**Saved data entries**

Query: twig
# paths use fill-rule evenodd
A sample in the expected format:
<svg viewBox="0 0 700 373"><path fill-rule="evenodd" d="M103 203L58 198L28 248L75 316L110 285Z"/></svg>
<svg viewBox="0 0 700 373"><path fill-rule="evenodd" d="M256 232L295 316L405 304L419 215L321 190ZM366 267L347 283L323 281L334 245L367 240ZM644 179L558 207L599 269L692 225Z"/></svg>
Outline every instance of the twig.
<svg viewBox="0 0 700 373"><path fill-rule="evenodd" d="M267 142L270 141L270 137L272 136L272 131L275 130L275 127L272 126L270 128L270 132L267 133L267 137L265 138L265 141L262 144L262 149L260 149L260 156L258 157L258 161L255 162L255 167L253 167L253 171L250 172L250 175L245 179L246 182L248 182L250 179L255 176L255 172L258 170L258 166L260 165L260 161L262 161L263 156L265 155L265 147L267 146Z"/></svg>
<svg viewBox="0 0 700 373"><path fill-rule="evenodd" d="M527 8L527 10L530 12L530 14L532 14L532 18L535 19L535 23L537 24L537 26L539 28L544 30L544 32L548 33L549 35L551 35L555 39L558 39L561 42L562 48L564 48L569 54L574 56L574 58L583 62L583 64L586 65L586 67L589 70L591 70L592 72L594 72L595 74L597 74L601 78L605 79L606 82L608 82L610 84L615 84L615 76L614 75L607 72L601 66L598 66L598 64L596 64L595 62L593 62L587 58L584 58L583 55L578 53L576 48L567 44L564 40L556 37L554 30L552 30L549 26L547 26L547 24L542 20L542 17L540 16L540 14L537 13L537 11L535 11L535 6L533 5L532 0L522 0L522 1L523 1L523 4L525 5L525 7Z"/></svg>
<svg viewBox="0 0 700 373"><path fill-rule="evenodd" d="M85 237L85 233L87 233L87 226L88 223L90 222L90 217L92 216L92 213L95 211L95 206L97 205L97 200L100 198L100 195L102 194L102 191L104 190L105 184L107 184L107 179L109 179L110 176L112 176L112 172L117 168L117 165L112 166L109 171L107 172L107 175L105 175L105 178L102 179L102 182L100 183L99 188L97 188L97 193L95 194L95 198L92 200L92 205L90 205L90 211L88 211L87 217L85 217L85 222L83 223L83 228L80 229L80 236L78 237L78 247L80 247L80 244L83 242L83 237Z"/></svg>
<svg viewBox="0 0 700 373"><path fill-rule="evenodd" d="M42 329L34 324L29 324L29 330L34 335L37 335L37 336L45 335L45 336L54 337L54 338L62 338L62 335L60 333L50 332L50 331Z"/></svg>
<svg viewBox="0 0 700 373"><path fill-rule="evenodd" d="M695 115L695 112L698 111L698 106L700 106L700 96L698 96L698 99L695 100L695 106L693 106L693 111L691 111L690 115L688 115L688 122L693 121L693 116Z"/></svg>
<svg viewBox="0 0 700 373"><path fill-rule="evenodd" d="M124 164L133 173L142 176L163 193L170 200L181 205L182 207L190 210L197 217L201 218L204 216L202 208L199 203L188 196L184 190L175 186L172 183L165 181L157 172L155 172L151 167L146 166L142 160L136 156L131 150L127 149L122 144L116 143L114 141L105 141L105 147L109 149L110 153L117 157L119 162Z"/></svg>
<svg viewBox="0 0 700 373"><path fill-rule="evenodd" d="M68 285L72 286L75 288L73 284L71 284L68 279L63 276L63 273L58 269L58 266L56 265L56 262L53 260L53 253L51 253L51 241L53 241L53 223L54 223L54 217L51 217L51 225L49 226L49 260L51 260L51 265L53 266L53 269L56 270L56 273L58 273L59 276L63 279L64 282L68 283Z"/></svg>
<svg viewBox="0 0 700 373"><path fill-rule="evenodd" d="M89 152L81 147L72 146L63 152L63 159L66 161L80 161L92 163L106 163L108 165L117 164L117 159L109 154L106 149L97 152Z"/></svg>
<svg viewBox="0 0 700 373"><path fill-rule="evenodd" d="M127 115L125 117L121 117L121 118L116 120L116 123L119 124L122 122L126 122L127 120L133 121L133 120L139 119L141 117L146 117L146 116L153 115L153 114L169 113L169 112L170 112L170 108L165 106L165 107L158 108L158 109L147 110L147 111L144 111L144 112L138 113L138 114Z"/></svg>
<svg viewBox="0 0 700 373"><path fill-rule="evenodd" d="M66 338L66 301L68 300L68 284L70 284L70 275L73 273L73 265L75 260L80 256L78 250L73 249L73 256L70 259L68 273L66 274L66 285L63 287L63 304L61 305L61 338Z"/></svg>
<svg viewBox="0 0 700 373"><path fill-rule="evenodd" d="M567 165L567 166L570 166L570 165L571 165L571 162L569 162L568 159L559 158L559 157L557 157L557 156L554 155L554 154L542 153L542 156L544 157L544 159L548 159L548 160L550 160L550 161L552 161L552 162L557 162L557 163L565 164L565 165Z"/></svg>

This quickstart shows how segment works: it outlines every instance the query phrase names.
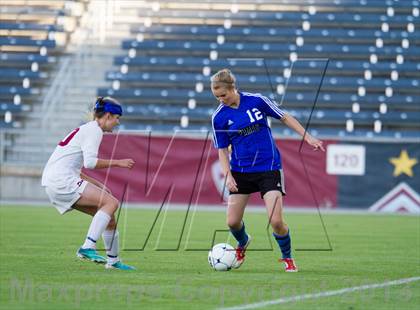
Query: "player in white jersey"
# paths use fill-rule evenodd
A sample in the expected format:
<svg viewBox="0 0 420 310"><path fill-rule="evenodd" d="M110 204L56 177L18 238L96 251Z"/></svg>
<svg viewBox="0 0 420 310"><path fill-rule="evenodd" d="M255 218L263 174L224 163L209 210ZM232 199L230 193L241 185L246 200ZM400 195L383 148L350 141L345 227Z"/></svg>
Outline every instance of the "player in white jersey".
* * *
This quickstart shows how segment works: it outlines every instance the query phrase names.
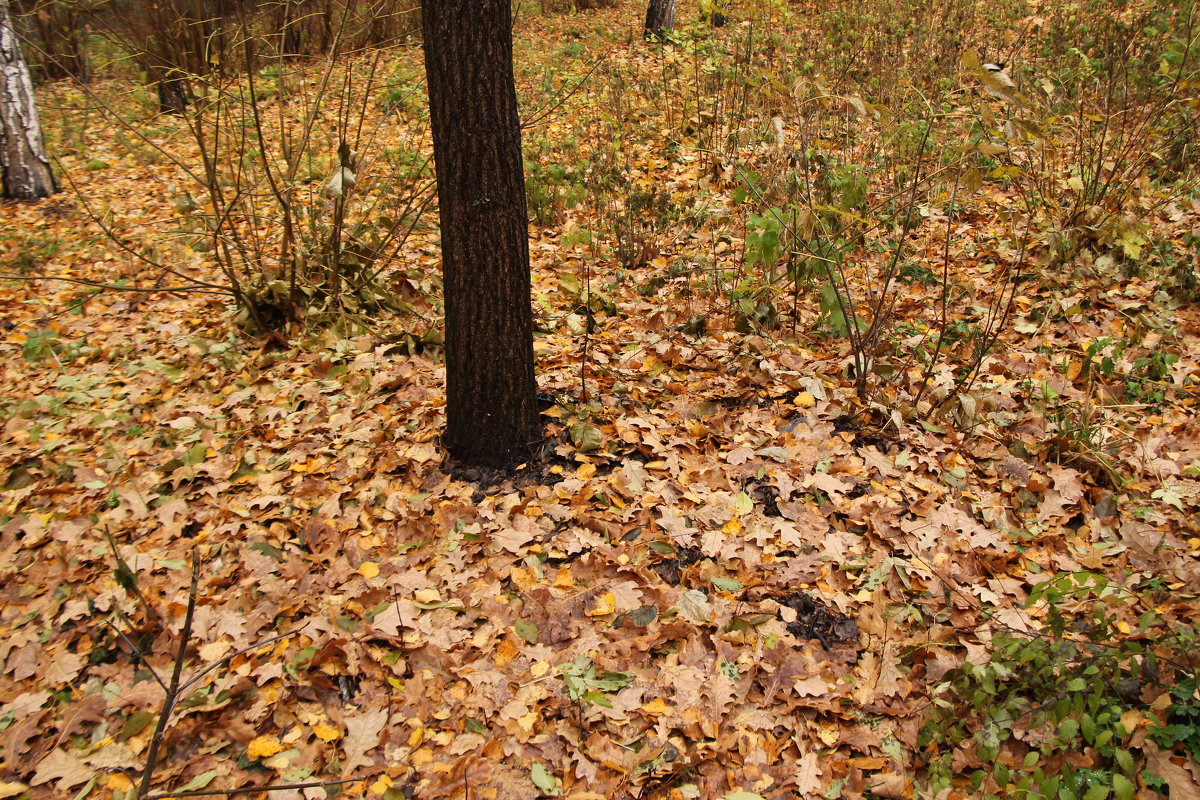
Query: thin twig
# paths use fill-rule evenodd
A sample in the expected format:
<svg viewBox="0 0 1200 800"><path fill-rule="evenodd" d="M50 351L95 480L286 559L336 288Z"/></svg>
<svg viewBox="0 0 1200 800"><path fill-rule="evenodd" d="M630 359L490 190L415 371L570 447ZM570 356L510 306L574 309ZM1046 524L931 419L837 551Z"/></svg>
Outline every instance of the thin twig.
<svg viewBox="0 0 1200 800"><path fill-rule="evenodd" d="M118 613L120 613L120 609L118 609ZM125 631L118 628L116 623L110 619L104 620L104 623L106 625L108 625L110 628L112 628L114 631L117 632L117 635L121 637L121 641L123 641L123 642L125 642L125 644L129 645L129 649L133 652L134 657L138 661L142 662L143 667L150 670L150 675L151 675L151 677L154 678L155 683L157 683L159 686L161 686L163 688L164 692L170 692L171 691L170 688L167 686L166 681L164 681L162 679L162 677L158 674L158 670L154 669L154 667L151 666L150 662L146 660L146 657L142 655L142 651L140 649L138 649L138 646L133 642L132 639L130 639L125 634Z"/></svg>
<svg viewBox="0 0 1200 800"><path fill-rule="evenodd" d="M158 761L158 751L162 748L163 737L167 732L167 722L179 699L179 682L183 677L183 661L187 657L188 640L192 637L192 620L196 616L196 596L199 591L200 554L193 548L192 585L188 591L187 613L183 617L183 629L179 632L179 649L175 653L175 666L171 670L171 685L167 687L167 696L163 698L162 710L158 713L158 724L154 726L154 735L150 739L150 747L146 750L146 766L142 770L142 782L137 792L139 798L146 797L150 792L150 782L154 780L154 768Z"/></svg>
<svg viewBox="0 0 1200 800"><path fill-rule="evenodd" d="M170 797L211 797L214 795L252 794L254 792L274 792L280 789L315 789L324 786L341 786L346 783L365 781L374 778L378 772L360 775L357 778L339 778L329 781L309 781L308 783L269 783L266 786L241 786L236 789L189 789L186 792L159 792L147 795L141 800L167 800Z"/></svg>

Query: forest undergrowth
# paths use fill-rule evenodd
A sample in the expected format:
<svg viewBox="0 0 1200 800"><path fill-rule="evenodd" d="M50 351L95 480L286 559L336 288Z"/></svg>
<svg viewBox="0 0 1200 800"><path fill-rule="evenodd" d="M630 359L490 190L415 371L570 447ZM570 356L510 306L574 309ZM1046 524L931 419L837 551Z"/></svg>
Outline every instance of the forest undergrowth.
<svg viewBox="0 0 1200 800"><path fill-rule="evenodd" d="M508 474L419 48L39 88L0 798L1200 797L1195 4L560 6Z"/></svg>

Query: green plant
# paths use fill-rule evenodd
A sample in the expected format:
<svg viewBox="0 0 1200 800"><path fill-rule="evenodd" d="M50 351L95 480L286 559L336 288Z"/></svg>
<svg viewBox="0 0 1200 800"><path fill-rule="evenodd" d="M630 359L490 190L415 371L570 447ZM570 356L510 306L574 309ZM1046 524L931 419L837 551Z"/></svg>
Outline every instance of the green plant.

**What you need to do**
Reproduce every line in the records above that contains the word "white".

**Answer to this problem**
Query: "player in white jersey"
Outline every instance of the "player in white jersey".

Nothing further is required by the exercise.